[Start]
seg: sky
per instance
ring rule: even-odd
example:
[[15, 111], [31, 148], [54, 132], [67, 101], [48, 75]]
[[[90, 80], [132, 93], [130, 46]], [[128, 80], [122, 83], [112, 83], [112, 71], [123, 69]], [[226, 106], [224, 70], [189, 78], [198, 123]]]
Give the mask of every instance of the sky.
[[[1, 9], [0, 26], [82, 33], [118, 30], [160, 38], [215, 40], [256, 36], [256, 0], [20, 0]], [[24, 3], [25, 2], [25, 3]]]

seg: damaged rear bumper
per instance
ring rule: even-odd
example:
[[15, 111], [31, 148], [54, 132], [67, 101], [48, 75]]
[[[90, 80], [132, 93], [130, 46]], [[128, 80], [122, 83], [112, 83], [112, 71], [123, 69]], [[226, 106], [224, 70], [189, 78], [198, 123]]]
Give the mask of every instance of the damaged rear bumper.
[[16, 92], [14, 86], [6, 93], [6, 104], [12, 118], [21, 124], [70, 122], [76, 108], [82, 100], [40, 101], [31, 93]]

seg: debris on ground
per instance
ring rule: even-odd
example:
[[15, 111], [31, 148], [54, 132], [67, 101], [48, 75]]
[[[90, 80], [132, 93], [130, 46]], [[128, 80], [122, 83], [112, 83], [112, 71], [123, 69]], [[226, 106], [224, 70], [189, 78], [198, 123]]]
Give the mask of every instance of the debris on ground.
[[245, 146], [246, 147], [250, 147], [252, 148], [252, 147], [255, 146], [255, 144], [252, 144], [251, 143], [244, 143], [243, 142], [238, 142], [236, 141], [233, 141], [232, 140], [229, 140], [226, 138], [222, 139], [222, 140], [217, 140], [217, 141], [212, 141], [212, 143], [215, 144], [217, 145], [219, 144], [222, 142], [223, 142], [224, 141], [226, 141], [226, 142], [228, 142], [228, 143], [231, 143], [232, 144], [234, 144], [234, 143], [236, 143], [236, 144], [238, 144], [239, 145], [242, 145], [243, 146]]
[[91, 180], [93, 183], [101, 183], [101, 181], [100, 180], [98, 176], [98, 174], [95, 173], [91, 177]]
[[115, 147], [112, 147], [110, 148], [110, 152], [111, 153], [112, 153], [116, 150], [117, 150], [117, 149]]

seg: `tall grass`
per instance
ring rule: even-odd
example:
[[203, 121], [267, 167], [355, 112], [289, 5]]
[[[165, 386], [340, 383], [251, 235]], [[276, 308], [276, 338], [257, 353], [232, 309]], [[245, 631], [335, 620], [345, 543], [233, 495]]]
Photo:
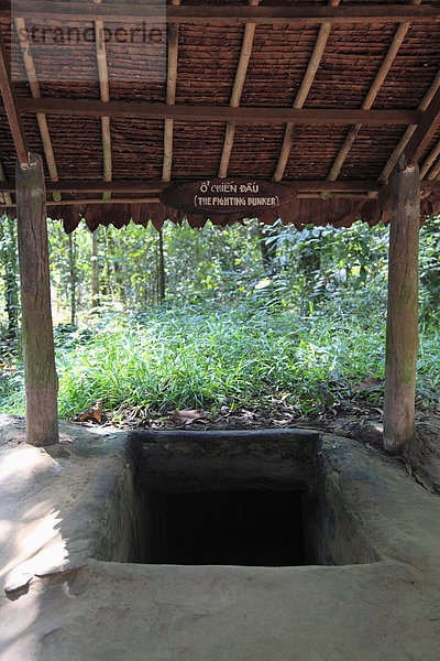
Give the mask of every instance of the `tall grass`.
[[[417, 388], [428, 404], [438, 400], [438, 328], [421, 328]], [[382, 388], [356, 383], [384, 377], [384, 336], [377, 308], [359, 317], [334, 305], [310, 307], [308, 316], [265, 306], [112, 316], [89, 330], [57, 334], [59, 413], [73, 418], [100, 399], [107, 411], [124, 404], [141, 414], [283, 401], [308, 415], [361, 398], [378, 405]], [[0, 392], [3, 411], [23, 411], [22, 381], [18, 369], [9, 392]]]

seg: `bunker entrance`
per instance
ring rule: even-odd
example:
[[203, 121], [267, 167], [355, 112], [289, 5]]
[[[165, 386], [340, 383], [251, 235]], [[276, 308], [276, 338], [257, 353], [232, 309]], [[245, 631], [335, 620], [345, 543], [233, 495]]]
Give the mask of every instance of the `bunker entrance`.
[[147, 492], [144, 557], [161, 564], [306, 564], [302, 494], [221, 490]]
[[297, 566], [375, 562], [317, 433], [131, 433], [98, 560]]

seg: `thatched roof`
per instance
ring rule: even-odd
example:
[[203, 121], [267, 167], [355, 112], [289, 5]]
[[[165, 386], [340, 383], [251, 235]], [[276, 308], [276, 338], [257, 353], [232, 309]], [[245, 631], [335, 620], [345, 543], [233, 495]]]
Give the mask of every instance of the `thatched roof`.
[[[67, 230], [80, 216], [91, 229], [179, 221], [184, 212], [158, 199], [164, 185], [217, 176], [289, 186], [289, 204], [258, 212], [265, 223], [375, 224], [387, 218], [377, 193], [404, 152], [420, 166], [422, 212], [438, 210], [439, 3], [174, 0], [166, 23], [156, 11], [158, 48], [118, 43], [141, 35], [151, 4], [141, 0], [15, 0], [12, 17], [0, 4], [22, 122], [8, 123], [4, 99], [0, 187], [10, 208], [22, 141], [45, 154], [48, 215]], [[97, 50], [100, 28], [108, 39]]]

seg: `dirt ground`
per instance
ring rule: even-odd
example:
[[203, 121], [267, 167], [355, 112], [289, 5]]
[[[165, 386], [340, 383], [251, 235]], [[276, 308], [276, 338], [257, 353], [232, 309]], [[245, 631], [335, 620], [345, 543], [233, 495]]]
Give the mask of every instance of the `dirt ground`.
[End]
- _Your task_: Can you reproduce every one of the rows above, character for character, leaving out the pictures?

- _Reply to the exercise_:
seg: sky
per instance
ring rule: even-odd
example:
[[15, 111], [31, 148], [54, 132], [67, 101], [48, 75]]
[[[90, 80], [132, 93], [130, 46]], [[128, 80], [122, 83], [112, 83], [112, 71], [123, 69]], [[226, 106], [224, 70], [189, 78], [198, 123]]]
Give the mask of every instance of the sky.
[[[1, 9], [0, 26], [82, 33], [118, 30], [160, 38], [215, 40], [256, 36], [256, 0], [20, 0]], [[24, 3], [25, 2], [25, 3]]]

seg: damaged rear bumper
per instance
ring rule: even-odd
example:
[[15, 111], [31, 148], [54, 132], [67, 101], [48, 75]]
[[[90, 80], [132, 93], [130, 46]], [[128, 80], [122, 83], [112, 83], [112, 71], [123, 69]], [[226, 106], [224, 70], [189, 78], [198, 123]]]
Give the mask of every instance of the damaged rear bumper.
[[16, 92], [14, 86], [6, 93], [6, 104], [12, 118], [21, 124], [70, 122], [76, 108], [82, 100], [40, 101], [31, 93]]

seg: debris on ground
per instance
ring rule: even-odd
example:
[[15, 111], [31, 148], [54, 132], [67, 101], [48, 75]]
[[[90, 80], [132, 93], [130, 46]], [[128, 80], [122, 83], [112, 83], [112, 71], [123, 69]], [[226, 106], [224, 70], [189, 78], [198, 123]]]
Give the mask of every instance of the debris on ground.
[[245, 146], [246, 147], [250, 147], [252, 148], [252, 147], [255, 146], [255, 144], [252, 144], [251, 143], [244, 143], [243, 142], [238, 142], [236, 141], [233, 141], [232, 140], [229, 140], [226, 138], [222, 139], [222, 140], [217, 140], [217, 141], [212, 141], [212, 143], [215, 144], [217, 145], [219, 144], [222, 142], [223, 142], [224, 141], [226, 141], [226, 142], [228, 142], [228, 143], [231, 143], [232, 144], [234, 144], [234, 143], [236, 143], [236, 144], [238, 144], [239, 145], [242, 145], [243, 146]]
[[91, 180], [93, 183], [101, 183], [101, 181], [100, 180], [98, 176], [98, 174], [95, 173], [91, 177]]
[[115, 147], [112, 147], [110, 148], [110, 152], [111, 153], [112, 153], [116, 150], [117, 150], [117, 149]]

seg: `tall grass`
per instance
ring rule: even-odd
example:
[[203, 121], [267, 167], [355, 112], [289, 5]]
[[[165, 386], [340, 383], [251, 235]], [[276, 308], [276, 338], [257, 353], [232, 309]], [[245, 631], [335, 620], [345, 543], [233, 495]]]
Photo:
Give the mask of every instance of the `tall grass`.
[[[417, 388], [428, 404], [438, 400], [438, 328], [421, 328]], [[382, 388], [356, 383], [384, 377], [384, 336], [377, 308], [359, 317], [334, 305], [310, 307], [308, 316], [265, 306], [112, 316], [89, 330], [57, 334], [59, 413], [73, 418], [100, 399], [107, 411], [124, 404], [141, 414], [283, 401], [308, 415], [361, 398], [378, 405]], [[0, 392], [3, 411], [23, 411], [22, 381], [18, 369], [9, 392]]]

seg: `bunker entrance`
per instance
ring rule: even-odd
example:
[[203, 121], [267, 167], [355, 112], [289, 5]]
[[[165, 386], [340, 383], [251, 235]], [[276, 308], [276, 338], [257, 353], [232, 309]], [[245, 631], [335, 620], [345, 543], [233, 495]]]
Give the mask of every instance of the `bunker entrance`.
[[147, 492], [144, 557], [161, 564], [306, 564], [302, 494], [221, 490]]
[[297, 566], [375, 562], [317, 433], [131, 433], [98, 560]]

seg: `thatched roof`
per instance
ring rule: even-odd
example:
[[203, 121], [267, 167], [355, 112], [289, 5]]
[[[165, 386], [340, 383], [251, 235]], [[276, 308], [276, 338], [257, 353], [232, 309]], [[245, 631], [335, 620], [345, 543], [233, 495]]]
Give the mask of every instance of the `thatched roof`.
[[[67, 230], [80, 216], [91, 229], [179, 221], [184, 212], [158, 199], [164, 185], [217, 176], [289, 186], [289, 204], [258, 212], [265, 223], [375, 224], [387, 218], [377, 193], [404, 152], [420, 166], [422, 212], [438, 210], [439, 3], [174, 0], [166, 23], [156, 11], [158, 48], [118, 43], [141, 35], [151, 4], [141, 0], [15, 0], [12, 17], [0, 4], [22, 122], [8, 123], [4, 99], [0, 187], [10, 208], [22, 141], [45, 154], [48, 215]], [[97, 50], [100, 28], [108, 39]]]

seg: `dirt ground`
per instance
ring rule: even-odd
example:
[[203, 121], [267, 167], [355, 112], [289, 5]]
[[[165, 386], [340, 383], [251, 235]], [[276, 308], [276, 338], [257, 353], [232, 309]], [[245, 631], [335, 620], [345, 543], [233, 495]]]
Give the mask of every instance of the `dirt ground`.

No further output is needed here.